→ **Task objective**:
Put the material below into a Markdown table with two columns, Row and Line, giving each nonblank line its own numbered row and skipping blank lines.
"""
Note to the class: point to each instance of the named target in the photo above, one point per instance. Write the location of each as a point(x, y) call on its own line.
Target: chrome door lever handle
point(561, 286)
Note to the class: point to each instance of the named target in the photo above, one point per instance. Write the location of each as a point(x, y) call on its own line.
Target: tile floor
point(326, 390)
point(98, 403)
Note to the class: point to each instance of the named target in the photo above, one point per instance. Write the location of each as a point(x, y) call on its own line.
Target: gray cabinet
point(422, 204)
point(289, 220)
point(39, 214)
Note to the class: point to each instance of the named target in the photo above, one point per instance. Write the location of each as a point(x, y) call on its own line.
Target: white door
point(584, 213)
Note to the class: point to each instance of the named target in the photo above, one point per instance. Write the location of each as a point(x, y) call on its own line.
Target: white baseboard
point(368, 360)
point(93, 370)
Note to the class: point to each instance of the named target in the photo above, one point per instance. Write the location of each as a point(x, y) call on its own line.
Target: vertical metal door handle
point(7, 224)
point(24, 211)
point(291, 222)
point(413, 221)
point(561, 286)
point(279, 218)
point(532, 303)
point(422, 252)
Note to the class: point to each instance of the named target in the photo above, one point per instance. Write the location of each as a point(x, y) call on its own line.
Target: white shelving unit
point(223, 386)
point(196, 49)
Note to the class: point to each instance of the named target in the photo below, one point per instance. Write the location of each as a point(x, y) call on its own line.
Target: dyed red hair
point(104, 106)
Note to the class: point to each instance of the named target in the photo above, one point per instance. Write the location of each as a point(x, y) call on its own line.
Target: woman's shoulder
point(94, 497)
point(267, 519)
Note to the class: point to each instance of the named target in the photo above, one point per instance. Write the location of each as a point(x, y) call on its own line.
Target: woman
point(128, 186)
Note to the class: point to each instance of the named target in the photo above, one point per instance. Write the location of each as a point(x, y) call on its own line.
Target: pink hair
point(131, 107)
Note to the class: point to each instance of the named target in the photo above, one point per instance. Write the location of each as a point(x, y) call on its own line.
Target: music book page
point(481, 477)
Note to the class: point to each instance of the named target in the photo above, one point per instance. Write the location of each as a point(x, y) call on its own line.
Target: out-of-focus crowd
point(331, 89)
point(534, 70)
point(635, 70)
"""
→ **Completed task**:
| Row | Line |
|---|---|
| 1 | Note to the class: point to each instance of the named target in the photo above, one point per instance. Write the location of each as a point(x, y) call on its own line. |
| 2 | Target: chrome door lever handle |
| 3 | point(561, 286) |
| 4 | Note to the class: point to each instance of the named target in the photo above, one point per instance. Write the location of each as a point(x, y) call on its own line. |
| 5 | Target: tile floor |
| 6 | point(326, 390) |
| 7 | point(98, 403) |
| 8 | Note to the class: point to each instance of the named target in the photo above, one point per instance. Write the location of each as a point(x, y) call on its own line. |
| 9 | Target: gray cabinet |
| 10 | point(422, 204) |
| 11 | point(289, 220) |
| 12 | point(39, 214) |
| 13 | Note to the class: point to each instance of the named target in the photo above, one point per instance. Write the location of each as a point(x, y) call on its own line. |
| 14 | Target: white door |
| 15 | point(584, 213) |
| 16 | Note to the class: point to each instance of the named target in the photo above, one point per instance. Write the location of each as a point(x, y) call on its own line. |
| 17 | Target: white baseboard |
| 18 | point(368, 360) |
| 19 | point(93, 370) |
| 20 | Note to the class: point to each instance of the named target in the photo above, one point per instance. Write the location of each as a point(x, y) call on its own line. |
| 21 | Target: vertical metal door handle |
| 22 | point(7, 224) |
| 23 | point(24, 211) |
| 24 | point(291, 222) |
| 25 | point(413, 221) |
| 26 | point(561, 286) |
| 27 | point(279, 218) |
| 28 | point(532, 303) |
| 29 | point(422, 252) |
| 30 | Note to the class: point to each instance of the named target in the photo above, one point per instance. Write the location of each as a point(x, y) call on its own line. |
| 31 | Target: white shelving unit |
| 32 | point(223, 386) |
| 33 | point(196, 49) |
| 34 | Note to the class: point to each instance of the named target in the photo below, one point per instance. Write the location of each as a point(x, y) call on its own line. |
| 35 | Target: dyed red hair |
| 36 | point(104, 106) |
| 37 | Note to the class: point to each instance of the named target in the photo above, one point per instance. Write the location of each as a point(x, y) call on its own line. |
| 38 | Target: woman's shoulder |
| 39 | point(94, 497) |
| 40 | point(267, 519) |
| 41 | Note to the class: point to each instance of the named target in the photo above, one point per instance. Write the location of each as a point(x, y) call on its own line. |
| 42 | Target: woman |
| 43 | point(128, 186) |
| 44 | Note to the class: point to each instance of the named target in the photo above, one point per instance. Write the location of each as a point(x, y) call on its own line. |
| 45 | Target: pink hair |
| 46 | point(131, 107) |
| 47 | Note to the class: point to each instance of the named target in the photo above, one point per instance. Write the location of each as a point(x, y) call on its own line. |
| 48 | Target: music book page |
| 49 | point(481, 477) |
| 50 | Note to the class: point to each instance of the named target in the photo above, one point per instance. Write the location of each as a point(x, y) call on its own line. |
| 51 | Target: out-of-focus crowd |
| 52 | point(331, 89) |
| 53 | point(534, 70) |
| 54 | point(635, 70) |